▶ **Written instruction**
Reproduce the lines below word for word, from the line containing "Ground man's ear" up to and including the line containing "114, 189, 119, 195".

▶ **Extracted entries**

- - -

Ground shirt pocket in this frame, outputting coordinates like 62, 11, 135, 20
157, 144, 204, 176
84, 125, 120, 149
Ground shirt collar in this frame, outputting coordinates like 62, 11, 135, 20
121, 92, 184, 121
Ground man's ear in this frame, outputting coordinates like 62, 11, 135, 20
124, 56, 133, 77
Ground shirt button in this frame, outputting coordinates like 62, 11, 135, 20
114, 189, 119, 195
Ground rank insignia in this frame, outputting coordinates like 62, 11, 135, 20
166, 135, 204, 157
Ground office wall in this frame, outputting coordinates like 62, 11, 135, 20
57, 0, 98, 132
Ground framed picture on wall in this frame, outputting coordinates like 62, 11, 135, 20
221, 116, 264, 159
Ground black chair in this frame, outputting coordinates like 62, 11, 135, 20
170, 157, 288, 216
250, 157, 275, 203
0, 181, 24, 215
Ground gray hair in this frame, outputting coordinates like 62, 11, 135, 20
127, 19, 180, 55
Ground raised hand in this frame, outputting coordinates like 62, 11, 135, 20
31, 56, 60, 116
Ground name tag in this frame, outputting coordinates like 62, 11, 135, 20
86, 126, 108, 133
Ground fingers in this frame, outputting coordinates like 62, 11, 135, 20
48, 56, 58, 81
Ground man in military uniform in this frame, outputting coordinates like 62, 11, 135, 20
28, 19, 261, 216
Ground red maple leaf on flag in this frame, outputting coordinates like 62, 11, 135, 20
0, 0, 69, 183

- - -

▶ **Expected answer**
Ground man's ear in this frame, outputting coordinates like 62, 11, 135, 20
124, 56, 133, 77
Ground shirt button in this frame, outputting coordinates like 62, 11, 135, 20
114, 189, 119, 195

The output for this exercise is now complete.